O recente Decreto-Lei nº 17/2018, de 8 de Março, transpôs a Diretiva (UE) 2015/2302, de 25 de Novembro, relativa às Viagens Organizadas (alargando substancialmente este conceito) e criando a categoria dos Serviços de Viagem Conexos.
No presente artigo abordo o impacto que a manifestamente inadequada transposição em Portugal pode acarretar para a hotelaria que combine os seus próprios serviços de alojamento com outros serviços de viagem, designadamente golfe ou rent-a-car, o que é bastante comum na região do Algarve.
Com efeito, o legislador português em vez de operar uma transposição da legislação europeia para todos os prestadores de serviços de viagem, criou uma nova lei das agências de viagens em que os hotéis, empresas de rent-a-car, companhias de aviação, entre outras, não podem combinar serviços mas tão somente vender os próprios.

Objetivos:
a) Como se traduz para inglês esta frase do artigo: "O recente Decreto-Lei nº 17/2018, de 8 de Março, transpôs a Diretiva (UE) 2015/2302, de 25 de Novembro, relativa às Viagens Organizadas (alargando substancialmente este conceito) e criando a categoria dos Serviços de Viagem Conexos."?
b) Como fica o trecho do artigo que vai de "O recente Decreto-Lei" até "vender os próprios." se substituir "golfe" por "ténis"?
A listagem é material à parte e não tem relação com o artigo.

Dados brutos:
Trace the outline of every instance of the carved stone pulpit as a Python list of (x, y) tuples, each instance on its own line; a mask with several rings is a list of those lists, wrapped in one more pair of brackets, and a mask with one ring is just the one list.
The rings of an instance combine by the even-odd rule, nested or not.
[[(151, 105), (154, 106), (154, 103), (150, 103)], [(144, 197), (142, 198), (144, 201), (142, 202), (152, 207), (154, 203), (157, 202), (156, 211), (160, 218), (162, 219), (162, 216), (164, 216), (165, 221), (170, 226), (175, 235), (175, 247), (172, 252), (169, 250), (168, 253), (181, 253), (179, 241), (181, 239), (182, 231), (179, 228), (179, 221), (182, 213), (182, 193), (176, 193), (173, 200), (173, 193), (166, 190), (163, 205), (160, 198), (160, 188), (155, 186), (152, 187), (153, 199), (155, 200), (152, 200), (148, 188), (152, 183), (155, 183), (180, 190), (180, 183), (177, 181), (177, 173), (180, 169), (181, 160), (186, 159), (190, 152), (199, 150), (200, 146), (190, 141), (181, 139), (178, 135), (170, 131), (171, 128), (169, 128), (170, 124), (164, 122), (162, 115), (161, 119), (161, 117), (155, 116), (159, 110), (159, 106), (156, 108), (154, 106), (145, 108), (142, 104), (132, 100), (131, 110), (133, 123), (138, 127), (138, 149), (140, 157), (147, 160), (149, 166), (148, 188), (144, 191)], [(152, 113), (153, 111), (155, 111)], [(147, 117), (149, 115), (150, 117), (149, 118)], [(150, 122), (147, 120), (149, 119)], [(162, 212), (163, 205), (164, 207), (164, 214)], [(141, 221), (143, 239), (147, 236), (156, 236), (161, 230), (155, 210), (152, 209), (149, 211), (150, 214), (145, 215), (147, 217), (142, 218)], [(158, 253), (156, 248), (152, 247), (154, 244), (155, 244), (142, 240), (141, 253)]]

As respostas:
a) The recent Decree-Law No. 17/2018 of March 8 transposed Directive (EU) 2015/2302 of November 25 on Package Travel (substantially broadening this concept), creating the category of Linked Travel Arrangements.

b)
O recente Decreto-Lei nº 17/2018, de 8 de Março, transpôs a Diretiva (UE) 2015/2302, de 25 de Novembro, relativa às Viagens Organizadas (alargando substancialmente este conceito) e criando a categoria dos Serviços de Viagem Conexos.
No presente artigo abordo o impacto que a manifestamente inadequada transposição em Portugal pode acarretar para a hotelaria que combine os seus próprios serviços de alojamento com outros serviços de viagem, designadamente ténis ou rent-a-car, o que é bastante comum na região do Algarve.
Com efeito, o legislador português em vez de operar uma transposição da legislação europeia para todos os prestadores de serviços de viagem, criou uma nova lei das agências de viagens em que os hotéis, empresas de rent-a-car, companhias de aviação, entre outras, não podem combinar serviços mas tão somente vender os próprios.